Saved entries
***

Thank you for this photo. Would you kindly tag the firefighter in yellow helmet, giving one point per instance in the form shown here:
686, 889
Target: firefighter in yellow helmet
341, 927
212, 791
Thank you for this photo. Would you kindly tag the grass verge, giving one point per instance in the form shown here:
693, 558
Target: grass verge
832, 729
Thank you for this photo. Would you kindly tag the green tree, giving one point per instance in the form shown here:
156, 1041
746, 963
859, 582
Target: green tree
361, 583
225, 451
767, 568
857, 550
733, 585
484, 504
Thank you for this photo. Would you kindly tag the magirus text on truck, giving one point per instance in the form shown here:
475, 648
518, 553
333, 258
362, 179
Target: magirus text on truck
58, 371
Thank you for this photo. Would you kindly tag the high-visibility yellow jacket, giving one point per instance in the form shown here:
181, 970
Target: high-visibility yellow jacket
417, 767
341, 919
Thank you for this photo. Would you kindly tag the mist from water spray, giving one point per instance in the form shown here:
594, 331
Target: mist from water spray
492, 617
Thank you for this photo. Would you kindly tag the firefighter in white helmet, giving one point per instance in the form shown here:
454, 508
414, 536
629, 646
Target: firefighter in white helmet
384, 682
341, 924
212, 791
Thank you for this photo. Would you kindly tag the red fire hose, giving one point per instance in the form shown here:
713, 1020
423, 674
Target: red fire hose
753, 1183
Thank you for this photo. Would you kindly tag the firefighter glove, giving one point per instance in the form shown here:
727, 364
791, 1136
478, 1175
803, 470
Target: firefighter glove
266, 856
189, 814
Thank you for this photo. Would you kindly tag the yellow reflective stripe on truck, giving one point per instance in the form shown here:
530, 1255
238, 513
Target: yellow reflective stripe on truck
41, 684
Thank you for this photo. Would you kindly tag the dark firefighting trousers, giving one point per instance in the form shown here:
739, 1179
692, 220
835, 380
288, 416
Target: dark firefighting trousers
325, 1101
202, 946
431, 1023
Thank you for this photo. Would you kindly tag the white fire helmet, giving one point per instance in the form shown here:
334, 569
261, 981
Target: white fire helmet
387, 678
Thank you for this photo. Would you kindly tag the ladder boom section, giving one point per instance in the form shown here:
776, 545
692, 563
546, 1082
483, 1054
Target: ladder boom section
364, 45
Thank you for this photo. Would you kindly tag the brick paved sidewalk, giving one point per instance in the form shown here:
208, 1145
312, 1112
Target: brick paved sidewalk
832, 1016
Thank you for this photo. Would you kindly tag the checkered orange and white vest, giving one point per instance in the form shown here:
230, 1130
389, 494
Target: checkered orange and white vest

***

> Instructions to follow
Return every entry exactly as given.

> Answer box
Thank you for this photo. Would you kindly tag the firefighter in yellow helmet, giving one point per instance in the form shown here:
686, 889
Target: firefighter in yellow helmet
341, 927
212, 791
Thank you for this photo. Would you kindly tag the grass verge, giving one point per instance in the form shown here:
693, 558
Target: grass verge
832, 729
Thank you for this photo. Would you kindly tag the green tree, giving one point per instance in the form shown here:
156, 1041
746, 963
859, 582
Target: green tree
361, 583
225, 451
767, 568
857, 550
733, 585
484, 504
Thank you for this photo. Would you kindly tag the magirus text on truck, giving one point per instance in the form shown here:
475, 648
518, 553
333, 258
362, 179
Target: magirus text on truck
58, 371
Thank you for this photo. Would you kindly tag the high-visibility yellow jacket, giving one point per instance in the form shown here:
181, 970
Target: high-visibility yellow jacket
417, 767
341, 919
Thank you for this photo. Would you kindly tag the mist from water spray, giving one point per instance in the form shown here:
594, 331
Target: mist from water spray
492, 617
Thank you for this photo. Would you kindly tag the firefighter in white helmet, giving one point per instance in the form shown here:
454, 508
414, 536
629, 646
Target: firefighter in white helmet
384, 682
341, 924
212, 791
Thank you for this photo. Would you kindly tag the red fire hose, giving one point per instance in the form shown here:
713, 1020
423, 674
Target: red fire hose
753, 1183
Thank you for this photo. Would you kindly tag the firefighter glove, giving one point per instance in the form shown here:
727, 364
791, 1136
478, 1175
803, 470
Target: firefighter glove
266, 856
189, 814
Thank you for this photo. Would you kindly tag the yellow reflective stripe on truck, giving one point per instance in the form shown here:
530, 1255
238, 513
Target: yellow reflective stripe on truck
41, 684
Thank you for this photo. Would you kindly tag the dark firefighting trousers, giving one point per instance in the form shown here:
739, 1179
692, 220
835, 380
288, 416
Target: dark firefighting trousers
325, 1101
202, 946
431, 1023
Thank you for this photo. Would you kindly tag the white fire helmet, giving one point per instance in the form shown here:
334, 569
261, 981
Target: white fire helmet
387, 678
Thank you for this photo. Would you kindly tag the ladder boom section, giving one point per instance in the form shown here:
776, 545
692, 563
546, 1082
483, 1054
Target: ladder boom section
364, 45
Thank you for this photo. Would you kindly tag the brick paved sidewalk, giving one point per instance in the form shown here:
208, 1145
312, 1112
Target: brick paved sidewalk
832, 1016
Thank you for this photo. Would you kindly tag the checkered orange and white vest, giving one point per instance in the form shown here:
230, 1130
389, 494
Target: checkered orange and white vest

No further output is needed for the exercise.